§ **Assignment**
Can you copy the text on Open AI below word for word, from its title through its final sentence?

§ **Reading text**
Missing the Point of Open AI

In late 2022 I sat down with Mike Brewer on his Multifamily Collective podcast to explore the topic of Open AI and speculate on what it might mean for multifamily marketing.

It is a subject that has been top of mind for some years: AI writing applications have been around for much longer than Open AI. While those technologies were less sophisticated than the current iteration of Open AI (let alone the rapid advances that will soon follow), they all solved a similar problem: that of making it fast and easy to generate content. It's an important concept because it largely throws all of the ideas in the previous blogs out of the window.

The podcast explored a common view among marketers: an efficient way of generating high-quality content is to have Open AI generate a "first draft," which a human can then review and "tweak" into something ready for publication. It's easy to see the appeal of this idea: committing ideas to paper is hard, so getting a robot to do it saves time. 

But when AI creates the first draft, it bases it on content that already exists on the internet. As a result, writers rule themselves out of creating new and non-obvious content. In a niche industry like multifamily, that is especially suboptimal: even if the text is robust and of a high quality, it can only address the topic at a superficial level, using familiar themes. If the objective is to teach the market in a unique, relevant, and helpful way, this is not the right way to use AI.

§ **Data for analysis**
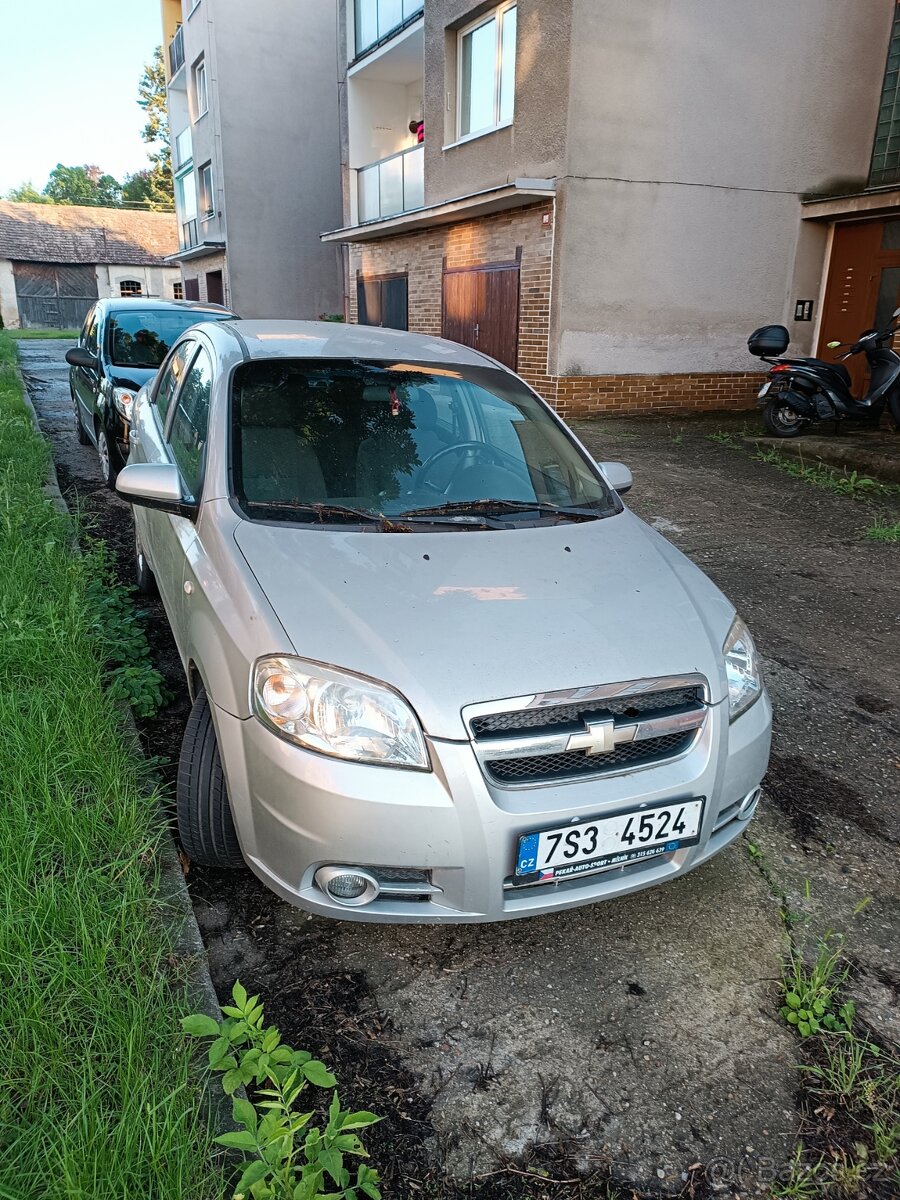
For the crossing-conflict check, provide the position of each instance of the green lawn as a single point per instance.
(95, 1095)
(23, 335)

--

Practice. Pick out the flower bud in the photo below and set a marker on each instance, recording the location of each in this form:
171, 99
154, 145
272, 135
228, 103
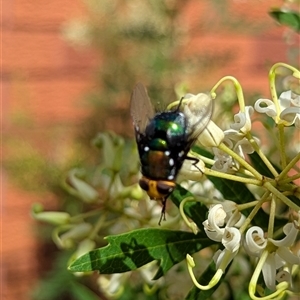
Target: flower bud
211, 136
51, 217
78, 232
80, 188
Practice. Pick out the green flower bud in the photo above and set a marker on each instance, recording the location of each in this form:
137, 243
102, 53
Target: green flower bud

...

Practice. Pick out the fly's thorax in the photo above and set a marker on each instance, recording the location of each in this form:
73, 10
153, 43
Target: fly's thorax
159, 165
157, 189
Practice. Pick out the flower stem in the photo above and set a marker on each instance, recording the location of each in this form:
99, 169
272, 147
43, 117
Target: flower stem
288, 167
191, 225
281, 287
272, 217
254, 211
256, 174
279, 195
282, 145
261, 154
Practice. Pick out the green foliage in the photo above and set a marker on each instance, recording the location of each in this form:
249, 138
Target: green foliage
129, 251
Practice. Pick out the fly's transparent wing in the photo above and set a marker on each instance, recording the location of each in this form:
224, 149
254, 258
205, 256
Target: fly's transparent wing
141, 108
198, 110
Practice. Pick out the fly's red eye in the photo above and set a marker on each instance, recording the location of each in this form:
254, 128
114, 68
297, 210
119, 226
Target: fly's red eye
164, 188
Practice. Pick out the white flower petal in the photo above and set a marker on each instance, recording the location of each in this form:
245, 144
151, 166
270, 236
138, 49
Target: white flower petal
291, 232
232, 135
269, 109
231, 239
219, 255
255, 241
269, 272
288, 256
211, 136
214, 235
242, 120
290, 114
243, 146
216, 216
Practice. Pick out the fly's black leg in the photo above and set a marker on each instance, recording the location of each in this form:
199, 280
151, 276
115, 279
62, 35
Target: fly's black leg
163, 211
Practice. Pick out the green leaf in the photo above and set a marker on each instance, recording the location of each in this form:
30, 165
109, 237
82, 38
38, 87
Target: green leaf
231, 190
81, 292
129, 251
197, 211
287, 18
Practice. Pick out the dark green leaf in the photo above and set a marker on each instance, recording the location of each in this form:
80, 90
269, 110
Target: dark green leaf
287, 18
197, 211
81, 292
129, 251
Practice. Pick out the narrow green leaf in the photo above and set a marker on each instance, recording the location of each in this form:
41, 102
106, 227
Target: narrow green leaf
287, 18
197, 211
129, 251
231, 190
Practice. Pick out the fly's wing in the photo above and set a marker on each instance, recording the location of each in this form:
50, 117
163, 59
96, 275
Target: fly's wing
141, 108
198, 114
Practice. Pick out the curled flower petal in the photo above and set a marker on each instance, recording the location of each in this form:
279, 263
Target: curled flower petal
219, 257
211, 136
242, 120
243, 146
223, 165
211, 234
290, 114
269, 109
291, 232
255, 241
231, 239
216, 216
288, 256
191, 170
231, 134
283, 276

§ **Completed task**
Missing the Point of Open AI

In late 2022 I sat down with Mike Brewer on his Multifamily Collective podcast to explore the topic of Open AI and speculate on what it might mean for multifamily marketing.

It is a subject that has been top of mind for some years: AI writing applications have been around for much longer than Open AI. While those technologies were less sophisticated than the current iteration of Open AI (let alone the rapid advances that will soon follow), they all solved a similar problem: that of making it fast and easy to generate content. It's an important concept because it largely throws all of the ideas in the previous blogs out of the window.

The podcast explored a common view among marketers: an efficient way of generating high-quality content is to have Open AI generate a "first draft," which a human can then review and "tweak" into something ready for publication. It's easy to see the appeal of this idea: committing ideas to paper is hard, so getting a robot to do it saves time. 

But when AI creates the first draft, it bases it on content that already exists on the internet. As a result, writers rule themselves out of creating new and non-obvious content. In a niche industry like multifamily, that is especially suboptimal: even if the text is robust and of a high quality, it can only address the topic at a superficial level, using familiar themes. If the objective is to teach the market in a unique, relevant, and helpful way, this is not the right way to use AI.